Datensatzzeilen
************
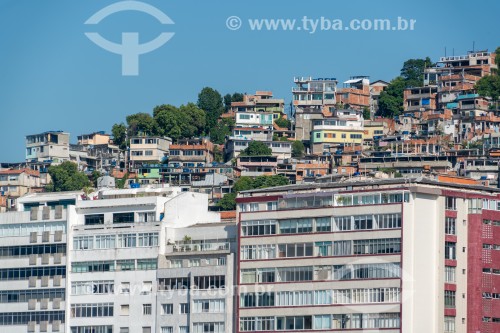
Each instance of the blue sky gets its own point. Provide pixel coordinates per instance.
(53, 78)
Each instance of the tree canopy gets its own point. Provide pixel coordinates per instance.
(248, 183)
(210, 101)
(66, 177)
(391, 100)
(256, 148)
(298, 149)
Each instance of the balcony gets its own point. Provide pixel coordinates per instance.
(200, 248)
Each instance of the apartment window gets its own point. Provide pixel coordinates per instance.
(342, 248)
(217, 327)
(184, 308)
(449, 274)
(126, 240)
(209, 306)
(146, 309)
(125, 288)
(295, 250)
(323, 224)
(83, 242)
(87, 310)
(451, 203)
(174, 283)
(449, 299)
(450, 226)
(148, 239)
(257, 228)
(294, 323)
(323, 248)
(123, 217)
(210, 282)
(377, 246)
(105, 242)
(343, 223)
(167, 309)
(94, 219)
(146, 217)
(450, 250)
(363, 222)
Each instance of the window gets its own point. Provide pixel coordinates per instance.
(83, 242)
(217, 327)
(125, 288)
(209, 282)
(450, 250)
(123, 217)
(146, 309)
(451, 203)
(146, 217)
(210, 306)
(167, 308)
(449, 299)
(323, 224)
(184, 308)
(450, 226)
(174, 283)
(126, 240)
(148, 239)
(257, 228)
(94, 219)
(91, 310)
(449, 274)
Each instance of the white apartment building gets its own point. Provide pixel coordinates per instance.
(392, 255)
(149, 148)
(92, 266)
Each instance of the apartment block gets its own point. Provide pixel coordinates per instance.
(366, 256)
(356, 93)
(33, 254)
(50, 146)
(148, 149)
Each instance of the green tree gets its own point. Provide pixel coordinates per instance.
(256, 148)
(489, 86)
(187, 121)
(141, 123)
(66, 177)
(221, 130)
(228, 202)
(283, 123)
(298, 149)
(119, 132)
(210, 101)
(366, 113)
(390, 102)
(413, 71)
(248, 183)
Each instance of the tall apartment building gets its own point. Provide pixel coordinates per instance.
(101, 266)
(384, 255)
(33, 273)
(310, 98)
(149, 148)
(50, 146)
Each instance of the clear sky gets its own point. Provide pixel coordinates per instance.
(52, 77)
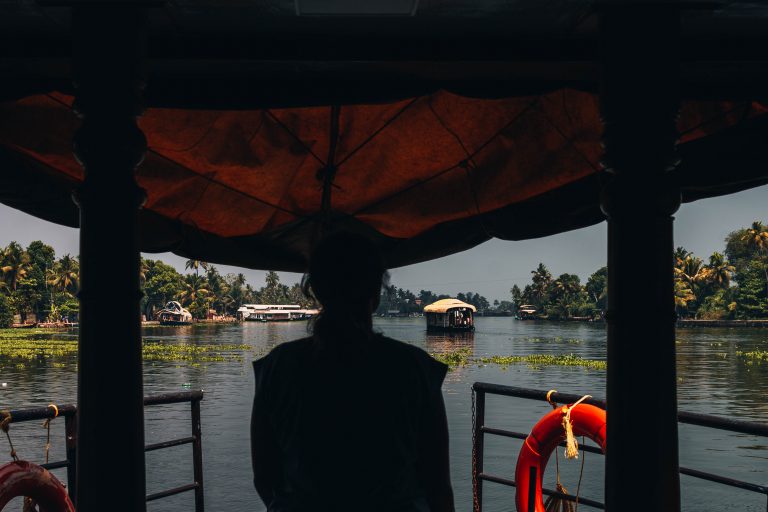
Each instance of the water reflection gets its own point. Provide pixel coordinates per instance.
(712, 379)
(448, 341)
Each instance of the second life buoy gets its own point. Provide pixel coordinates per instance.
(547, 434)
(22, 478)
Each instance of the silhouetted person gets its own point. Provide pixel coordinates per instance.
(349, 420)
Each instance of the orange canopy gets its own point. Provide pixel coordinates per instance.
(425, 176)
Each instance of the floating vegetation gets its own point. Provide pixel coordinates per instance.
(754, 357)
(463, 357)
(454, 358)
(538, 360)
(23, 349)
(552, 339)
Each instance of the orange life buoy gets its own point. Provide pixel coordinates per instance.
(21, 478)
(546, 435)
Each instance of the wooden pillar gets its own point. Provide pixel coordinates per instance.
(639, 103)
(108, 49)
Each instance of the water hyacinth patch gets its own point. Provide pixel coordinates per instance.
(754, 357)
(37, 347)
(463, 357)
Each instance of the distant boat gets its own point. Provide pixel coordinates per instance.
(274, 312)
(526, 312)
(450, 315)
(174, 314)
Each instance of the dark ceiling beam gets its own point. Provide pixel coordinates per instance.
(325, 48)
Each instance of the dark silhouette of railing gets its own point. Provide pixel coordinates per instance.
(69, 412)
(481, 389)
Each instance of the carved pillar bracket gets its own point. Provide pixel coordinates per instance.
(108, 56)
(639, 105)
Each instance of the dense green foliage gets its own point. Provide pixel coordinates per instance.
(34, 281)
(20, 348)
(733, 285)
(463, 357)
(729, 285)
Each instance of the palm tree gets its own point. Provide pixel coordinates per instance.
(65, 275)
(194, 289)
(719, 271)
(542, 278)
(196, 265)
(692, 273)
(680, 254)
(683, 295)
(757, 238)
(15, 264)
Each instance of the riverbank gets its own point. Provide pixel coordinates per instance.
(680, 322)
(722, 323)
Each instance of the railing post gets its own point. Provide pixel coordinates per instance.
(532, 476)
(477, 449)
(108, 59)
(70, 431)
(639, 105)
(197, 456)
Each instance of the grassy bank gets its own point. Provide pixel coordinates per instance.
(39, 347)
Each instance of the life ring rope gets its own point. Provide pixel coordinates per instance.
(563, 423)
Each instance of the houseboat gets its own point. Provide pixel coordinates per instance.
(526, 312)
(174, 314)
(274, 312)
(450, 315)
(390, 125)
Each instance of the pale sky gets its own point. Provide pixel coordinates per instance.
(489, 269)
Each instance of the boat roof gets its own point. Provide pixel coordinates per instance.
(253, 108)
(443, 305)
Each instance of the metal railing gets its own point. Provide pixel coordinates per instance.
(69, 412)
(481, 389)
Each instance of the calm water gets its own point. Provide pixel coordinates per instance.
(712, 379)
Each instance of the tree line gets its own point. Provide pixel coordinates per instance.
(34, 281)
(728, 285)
************
## Zu erledigen:
Überarbeite alle Datensätze, indem du jedes „pixel coordinates“ durch „x/y coordinates“ ersetzt und alles Übrige unverändert lässt. Gib die Zeilen ohne die Bilder wieder.

## Gelöste Aufgabe:
Each instance of the blue sky gets its own point. Provide x/y coordinates per instance.
(53, 78)
Each instance of the tree canopy gets its own point. Provide x/y coordinates per instance.
(248, 183)
(210, 101)
(66, 177)
(391, 100)
(256, 148)
(298, 149)
Each instance of the balcony gets its own point. Provide x/y coordinates per instance.
(200, 248)
Each instance of the apartment window gets its own point. Provide x/y coordinates per instance.
(342, 248)
(217, 327)
(184, 308)
(449, 274)
(126, 240)
(209, 306)
(146, 309)
(125, 288)
(295, 250)
(323, 224)
(83, 242)
(87, 310)
(451, 203)
(174, 283)
(449, 299)
(450, 226)
(148, 239)
(257, 228)
(294, 323)
(323, 248)
(123, 217)
(210, 282)
(377, 246)
(105, 242)
(343, 223)
(167, 309)
(94, 219)
(146, 217)
(450, 250)
(363, 222)
Each instance of the window gets its own point. Provide x/y coordinates per instance.
(83, 242)
(217, 327)
(125, 288)
(209, 282)
(450, 250)
(123, 217)
(146, 309)
(451, 203)
(146, 217)
(210, 306)
(167, 308)
(449, 299)
(323, 224)
(184, 308)
(450, 226)
(174, 283)
(126, 240)
(148, 239)
(257, 228)
(94, 219)
(91, 310)
(449, 274)
Each instance of the white apartment building gets its own point. Provide x/y coordinates per instance.
(392, 255)
(149, 148)
(92, 266)
Each instance of the apartment block gets its own point. Provide x/y coordinates per instance.
(366, 256)
(356, 93)
(33, 254)
(50, 146)
(148, 149)
Each instance of the green tree gets its own point. Provide x/y coordinates per instance.
(256, 148)
(489, 86)
(187, 121)
(141, 123)
(66, 177)
(221, 130)
(228, 202)
(283, 123)
(298, 149)
(119, 132)
(210, 101)
(366, 113)
(390, 102)
(413, 71)
(248, 183)
Each instance of the tall apartment building gets its own point. Provide x/y coordinates per instance.
(101, 266)
(384, 255)
(33, 273)
(310, 98)
(149, 148)
(50, 146)
Each instance of the clear sky gets its own point. Provide x/y coordinates per instance.
(52, 77)
Each instance of the water reflection gets its own point. Provide x/y coordinates per instance.
(712, 379)
(448, 341)
Each instance of the second life buoy gets its own point. Provide x/y coordinates per instance.
(547, 434)
(22, 478)
Each instance of the silhouetted person gets its own point. Provide x/y coordinates per instance.
(349, 420)
Each instance of the orange canopy gets its own point. Provide x/y coordinates per instance.
(425, 176)
Each instance of the floating vegetation gets its own point. Provide x/y coordinates per instance.
(754, 357)
(463, 357)
(454, 358)
(538, 360)
(23, 349)
(552, 339)
Each instance of the orange life buoy gets its own point. Provide x/y coordinates per instance.
(21, 478)
(546, 435)
Each instance of the wooden pillar gets its own point. Provide x/y coordinates per instance.
(639, 103)
(108, 49)
Each instance of the water hyacinth patch gets its own point. Provide x/y coordinates per instance.
(754, 357)
(37, 347)
(463, 357)
Each instance of the distant boat gets its own point. Provide x/y coordinates per instance.
(274, 312)
(526, 312)
(450, 315)
(174, 314)
Each instance of the dark ceiling beam gets its own point. Provide x/y coordinates per instance.
(325, 48)
Each instance of the dark silhouette of railing gets its own point. Provide x/y coordinates per instance.
(69, 412)
(481, 389)
Each instance of the carved pillar bracket gets its own point. Provide x/y coordinates per instance.
(108, 56)
(639, 105)
Each instance of the dense green foliage gets its own point. Provide x/y coordinates per instance.
(34, 281)
(20, 348)
(733, 285)
(463, 357)
(729, 285)
Each instance of the palm tree gets its own point. Provide x/y coordinates per instance.
(65, 275)
(194, 289)
(719, 271)
(542, 278)
(196, 265)
(692, 273)
(680, 254)
(683, 295)
(757, 238)
(15, 264)
Each instance of the riverbank gets its own point. Provide x/y coordinates per instance.
(680, 322)
(722, 323)
Each instance of the railing post gets its own point. Provide x/y coordinates per instance.
(532, 476)
(477, 449)
(108, 59)
(70, 431)
(639, 105)
(197, 456)
Each instance of the grassy bank gets its own point. Provide x/y coordinates per instance.
(39, 347)
Each instance of the life ring rope gets its own point. Provide x/y coordinates per instance.
(563, 423)
Each instance of the houseboat gets its own point. Provide x/y coordinates per instance.
(526, 312)
(174, 314)
(274, 312)
(450, 315)
(390, 125)
Each instance of the pale sky gets its own point. Provide x/y coordinates per instance.
(489, 269)
Each instance of the boat roof gets its own point. Provide x/y coordinates per instance.
(253, 108)
(443, 305)
Each instance of the metal railing gets its own point. Provide x/y coordinates per instance.
(69, 412)
(481, 389)
Each instance of the calm water gets its own point. Provide x/y coordinates per instance.
(712, 379)
Each instance of the tree line gets its own point. Provide x/y coordinates per instance.
(34, 281)
(728, 285)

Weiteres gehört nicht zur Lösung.